PROBLEM REQUIREMENTS — Extend the forum thread below on measuring PSoC code timing through a VDAC8 and an oscilloscope, beginning after its final sentence.

Usage examples include data monitoring, viewing OS task switches, printf debugging, and call graph profiling.

and call graph profiling

Was this overlooked?

Cheers,

Bruce

 Dana,

The SWV output is too fast for my Bluetooth. Needs something probably higher $$.

But I changed to feeding an VDAC8 with a _SetValue whenever I made a Call (als callName).

My project has a 1 Second DAQ and my DSO shows a great result. The DAQ portion is taking only a small portion of the MCU each second.

DSO pic attached.

Regards,

Bruce

Dana,

A more detailed look at the DAQ time breakdown.

Here I added the ADC DelSig _StartConvert to _StopConvert feed to the VDAC8.

The DSO only shows the expanded DAQ  plus a little bit more. The upper portion of the DAQ are the Convertion times, while the lower is user code to process each measurement.

You will notice not that all measurements require the same user code time; if there is an unusually long user time, the measurement in question can be plainly seen and remedial action can be pinpointed.

It is quickly becoming an "enchanted" tool for me!

Regards,

Bruce

 Dana,

When I first looked at the VDAC8 output, I thought that there were a lot of artifacts.

But after studying them, I realized what level of detail the "artifacts" were really showing.

The DAQ uses the ADC DelSig Turbo because I was seeing a lot of jitter. I have Turbo set to seven (a Prime number). And when this still showed jitter, I went to running the conversion five times with a user coded average.

So the "artifacts" are really showing what I actually coded. Each input shows five somewhat long ADC conversions with a small amount of user code to run the conversion loop.

Back before the Reset saga, certain of the conversions were still showing jitter; the pressure transducer was still showing pulses. So I added exponential averaging with each input having its own exponential average period control. With the PC reporting including feeding Interop EXCEL, I produce a graph. Looking at the graph allowed analysis of the averaging to see where it might be excessive. The graph was originally done to find the interdependency of all of the variables I measure; a by-product of the closed loop system I am trying to control.

The system has three primary functions; Data Acquisition, Control, and reporting via BlueTooth. I chose CallName ENUMs so as to delineate these three.

The reporting via UART BlueTooth indicates what is a prime case of non-optimized code. It uses the UART _PutArray API. Attached is a DSO screen with a measurement of the _PutArray; the reporting is almost entirely the _PutArray and this with an array size of only 56 bytes. The ENUM snippet:  BT_UART_PutArray_CN=44,    and at 16 mv yields 704 mv.

I am about to try to measure the Control, but at the bench it will be somewhat artificial. Th current Control DSO is the middle stairstep display and is pure overhead (mostly sanity type coding) without any control functions being called.

Regards,

Bruce

 Dana,

The 5LP seems to have more acessability to some otherwise "non-user" things than the PSoC3. Good news.

The speed of the 5LP vs. the DMA speed may lead to getting two bytes of the PC that are not a snapshot. That is the upper byte may not be the correct byte to match with the lower bytes when a 256 boundary transition occurs.

EXTRACTED DATA —
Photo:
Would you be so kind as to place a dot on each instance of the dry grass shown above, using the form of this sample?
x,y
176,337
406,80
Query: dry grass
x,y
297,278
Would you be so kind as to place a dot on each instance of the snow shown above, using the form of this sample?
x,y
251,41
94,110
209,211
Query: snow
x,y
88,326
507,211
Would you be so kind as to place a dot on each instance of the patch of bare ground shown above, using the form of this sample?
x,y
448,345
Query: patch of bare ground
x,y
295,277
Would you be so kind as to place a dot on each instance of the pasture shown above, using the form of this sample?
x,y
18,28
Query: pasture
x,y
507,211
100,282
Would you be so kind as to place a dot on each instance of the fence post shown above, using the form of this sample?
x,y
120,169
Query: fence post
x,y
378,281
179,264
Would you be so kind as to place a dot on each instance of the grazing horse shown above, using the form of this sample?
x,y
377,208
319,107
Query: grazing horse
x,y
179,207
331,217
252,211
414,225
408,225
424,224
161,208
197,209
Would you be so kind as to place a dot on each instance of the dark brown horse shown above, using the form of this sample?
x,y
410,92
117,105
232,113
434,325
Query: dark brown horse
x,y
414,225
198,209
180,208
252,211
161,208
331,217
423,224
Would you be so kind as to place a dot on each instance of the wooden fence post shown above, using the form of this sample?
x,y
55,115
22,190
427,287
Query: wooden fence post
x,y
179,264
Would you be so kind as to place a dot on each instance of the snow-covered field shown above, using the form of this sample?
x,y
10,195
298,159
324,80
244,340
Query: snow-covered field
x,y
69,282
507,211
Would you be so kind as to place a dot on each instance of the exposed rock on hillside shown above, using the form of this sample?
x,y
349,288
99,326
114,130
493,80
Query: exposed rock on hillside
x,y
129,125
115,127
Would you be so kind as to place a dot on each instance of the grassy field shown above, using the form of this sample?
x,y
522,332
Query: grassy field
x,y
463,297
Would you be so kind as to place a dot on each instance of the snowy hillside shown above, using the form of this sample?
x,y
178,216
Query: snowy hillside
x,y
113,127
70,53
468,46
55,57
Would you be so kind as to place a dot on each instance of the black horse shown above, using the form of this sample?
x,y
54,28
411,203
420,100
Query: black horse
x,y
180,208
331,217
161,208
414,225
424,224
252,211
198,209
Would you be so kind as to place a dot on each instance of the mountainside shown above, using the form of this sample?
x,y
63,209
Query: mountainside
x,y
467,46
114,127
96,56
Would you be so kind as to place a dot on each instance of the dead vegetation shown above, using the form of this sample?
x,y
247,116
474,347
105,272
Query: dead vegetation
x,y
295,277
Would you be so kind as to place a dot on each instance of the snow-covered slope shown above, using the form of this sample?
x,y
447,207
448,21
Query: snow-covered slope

REPLY —
Example:

0x1FF may be read by the DMA as 0x2FF if the PC is faster than the DMA. X-Y will show an artifact if this happens, but it should always be at the FF side of the high order byte display. The 00 side of the high order byte will be lacking an entry that has been attributed to the split.

Something to watch for, or something to ensure it is not happening. May be difficult to ascertain. The number of bytes per instruction may cause a even byte instruction boundary that prevents this from happening.

I am still refining the PSoC3 VDAC8 DSO display. I find that adding a small CyDelayUs(x) helps the DSO viewing in certain cases where a call causes a quick secondary call; small enough to not cause problems. 

Regards and Happy New Year,

Bruce

 Bob,

I thought at one time that I might have to go to the 5LP.

But now that I am mapping the PSoC3 calls, I find that I am only spending ~24 MilliSeconds doing the 15 ADC measurements with conversion to native units (Temps, Pressure, etc.). Preliminary Control function measurements show even less time, more exact live measurement is still to come. Communicating to the PC VB.Net program at less than 2 MilliSeconds (almost entirely the _PutArray to the UART). With 42.6K of flash used, I was expecting a heavier loaded MCU.

Having worked with Real-Time systems since about 1963, I code with CPU usage in mind; writing efficient code such as binary searching rather than linear searches, using formulas rather than searches where posible. But I was not expecting the PSoC3 to exhibit the ability to support the workload that I put on it and still have much excess capacity.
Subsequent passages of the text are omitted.